**Provided records**
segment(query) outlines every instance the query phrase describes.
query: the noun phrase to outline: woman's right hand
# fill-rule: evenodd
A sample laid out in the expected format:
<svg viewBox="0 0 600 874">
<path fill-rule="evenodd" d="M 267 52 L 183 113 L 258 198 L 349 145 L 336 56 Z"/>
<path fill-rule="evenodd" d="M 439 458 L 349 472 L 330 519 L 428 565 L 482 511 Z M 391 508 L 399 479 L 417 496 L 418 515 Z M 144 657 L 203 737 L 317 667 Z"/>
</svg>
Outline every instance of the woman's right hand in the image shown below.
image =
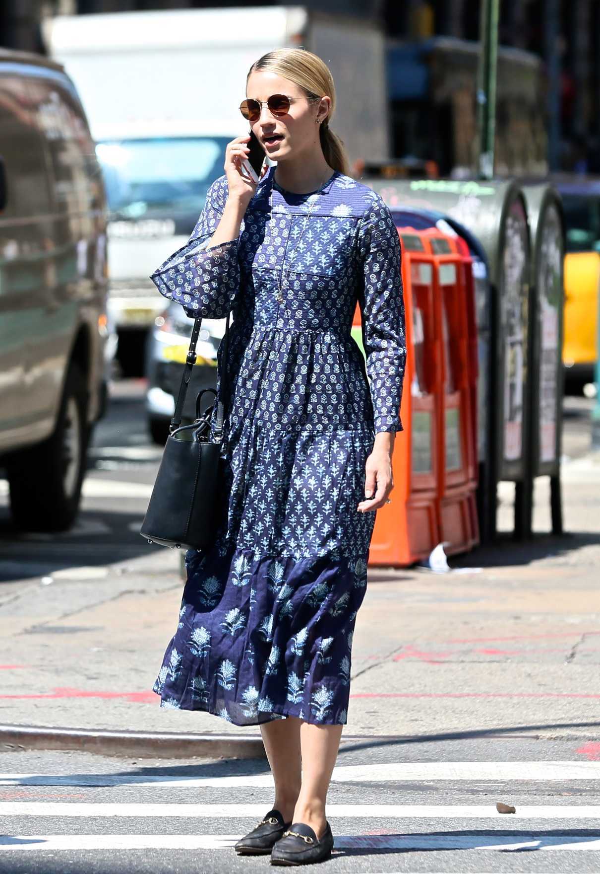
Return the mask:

**The problem**
Pull every line of text from the material above word for word, and leave the picture out of your answer.

**Answer to this task**
segment(query) outlines every instance the query phrase describes.
query: the noun phrase to outline: woman's right hand
# fill-rule: evenodd
A sample laid out in the expected format:
<svg viewBox="0 0 600 874">
<path fill-rule="evenodd" d="M 267 52 L 183 113 L 258 198 L 349 145 L 336 56 Z"/>
<path fill-rule="evenodd" d="M 439 458 L 349 472 L 330 519 L 428 565 L 482 511 Z M 391 508 L 399 479 L 417 496 L 418 515 Z M 144 657 L 203 737 L 317 667 Z"/>
</svg>
Outline every instance of the woman's right hand in the image shown below.
image =
Return the mask:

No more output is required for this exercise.